MISE EN PRATIQUE:
**A.** Selon le texte sur l'affaire du Dr B., en quelle année l'hépatite C du patient a-t-elle été diagnostiquée ?
**B.** Poursuivez le texte sur l'affaire du Dr B. à partir de l'endroit où il s'interrompt.

TEXTE FOURNI:

○ ○ ○ ○

Le dossier navigue entre la chambre disciplinaire de l'Ordre et le Conseil d'État depuis plus de cinq ans. Un généraliste-homéopathe des Alpes-Maritimes, à qui il est reproché un défaut de prise en charge d'un patient atteint de l'Hépatite C, est dans la tourmente depuis lors. Après des années de combat pour faire annuler sa condamnation de trois ans de suspension d'exercer, le Conseil d'État lui a finalement donné raison, malgré la ténacité de l'Ordre.
L'affaire remonte à l'année 2011. Un des patients du Dr B., un octogénaire qu'il suit pourtant depuis 1986, décide de porter plainte contre son médecin de famille devant l'Ordre de Paca. Le motif ? Une prise en charge qu'il juge inadaptée de sa pathologie, une hépatite C diagnostiquée en 1994. Il est notamment reproché au médecin d'avoir privilégié des thérapeutiques allopathiques et des médecines complémentaires comme l'homéopathie et la phytothérapie à un traitement antiviral par Interféron. Le fait de ne pas avoir orienté le malade vers un spécialiste en hépatologie avant l'année 2011 fait aussi partie des chefs d’accusation.

○ ○ ○ ○

DONNÉES FOURNIES:
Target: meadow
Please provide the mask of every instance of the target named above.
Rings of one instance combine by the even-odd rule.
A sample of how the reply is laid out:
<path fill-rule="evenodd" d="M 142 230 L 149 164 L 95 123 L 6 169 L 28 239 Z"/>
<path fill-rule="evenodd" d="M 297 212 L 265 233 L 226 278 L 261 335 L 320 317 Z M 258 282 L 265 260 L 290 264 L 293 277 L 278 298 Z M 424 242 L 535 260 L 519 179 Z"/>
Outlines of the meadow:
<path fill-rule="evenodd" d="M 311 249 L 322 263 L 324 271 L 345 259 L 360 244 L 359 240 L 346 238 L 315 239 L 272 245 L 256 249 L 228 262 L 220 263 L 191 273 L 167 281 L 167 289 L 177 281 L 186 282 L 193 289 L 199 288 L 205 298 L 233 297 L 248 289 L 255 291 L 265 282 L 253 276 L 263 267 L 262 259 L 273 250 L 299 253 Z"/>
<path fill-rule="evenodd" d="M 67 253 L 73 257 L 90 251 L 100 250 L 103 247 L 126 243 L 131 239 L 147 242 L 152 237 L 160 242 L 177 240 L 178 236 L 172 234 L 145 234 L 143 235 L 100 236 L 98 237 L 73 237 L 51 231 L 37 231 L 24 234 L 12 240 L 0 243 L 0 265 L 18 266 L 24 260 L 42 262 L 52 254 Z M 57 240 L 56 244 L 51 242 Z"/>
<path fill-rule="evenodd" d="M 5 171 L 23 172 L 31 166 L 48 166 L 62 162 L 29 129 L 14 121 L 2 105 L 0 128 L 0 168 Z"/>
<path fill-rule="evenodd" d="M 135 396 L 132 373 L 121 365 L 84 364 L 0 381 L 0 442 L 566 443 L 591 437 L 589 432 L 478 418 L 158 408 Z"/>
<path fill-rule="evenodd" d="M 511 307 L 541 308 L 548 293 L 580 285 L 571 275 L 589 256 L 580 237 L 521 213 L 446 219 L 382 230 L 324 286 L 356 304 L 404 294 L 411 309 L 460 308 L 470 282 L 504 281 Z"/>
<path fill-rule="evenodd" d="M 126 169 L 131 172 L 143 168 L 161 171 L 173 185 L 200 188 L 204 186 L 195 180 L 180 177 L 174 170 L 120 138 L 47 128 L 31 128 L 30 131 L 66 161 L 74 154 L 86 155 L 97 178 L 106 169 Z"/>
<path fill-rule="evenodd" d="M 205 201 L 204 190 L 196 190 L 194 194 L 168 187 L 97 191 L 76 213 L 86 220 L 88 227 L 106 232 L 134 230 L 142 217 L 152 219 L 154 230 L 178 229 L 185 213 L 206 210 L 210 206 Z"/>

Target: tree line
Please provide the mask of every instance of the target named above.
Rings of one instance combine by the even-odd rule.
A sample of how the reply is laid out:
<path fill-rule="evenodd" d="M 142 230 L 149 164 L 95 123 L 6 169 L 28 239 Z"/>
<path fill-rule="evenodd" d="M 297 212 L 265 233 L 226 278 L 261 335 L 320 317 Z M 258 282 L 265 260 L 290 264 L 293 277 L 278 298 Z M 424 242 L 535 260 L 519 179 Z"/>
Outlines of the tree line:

○ ○ ○ ○

CORRIGÉ DES EXERCICES:
**A.** En 1994.

**B.**
Trois ans de suspension
Lors de la première audition du généraliste devant les juges de PACA en juin 2013, le médecin s'était défendu en affirmant que le traitement avait été choisi en concertation avec le patient : « Après une discussion avec le patient sur une éventuelle indication d'un traitement par Interféron, (...) le patient, dont l'état général et biologique était très satisfaisant, a refusé de consulter un spécialiste et ils ont décidé ensemble de poursuivre les thérapeutiques allopathiques », précise la décision de l'Ordre à laquelle Le Généraliste a eu accès. Cette version est contestée par l'octogénaire. Il défend que « le praticien ne lui a pas proposé une autre prise en charge thérapeutique que la sienne ». À l’issue de la première instance, la sanction tombe : l'Ordre condamne le généraliste à trois ans de suspension, dont un an assorti du sursis.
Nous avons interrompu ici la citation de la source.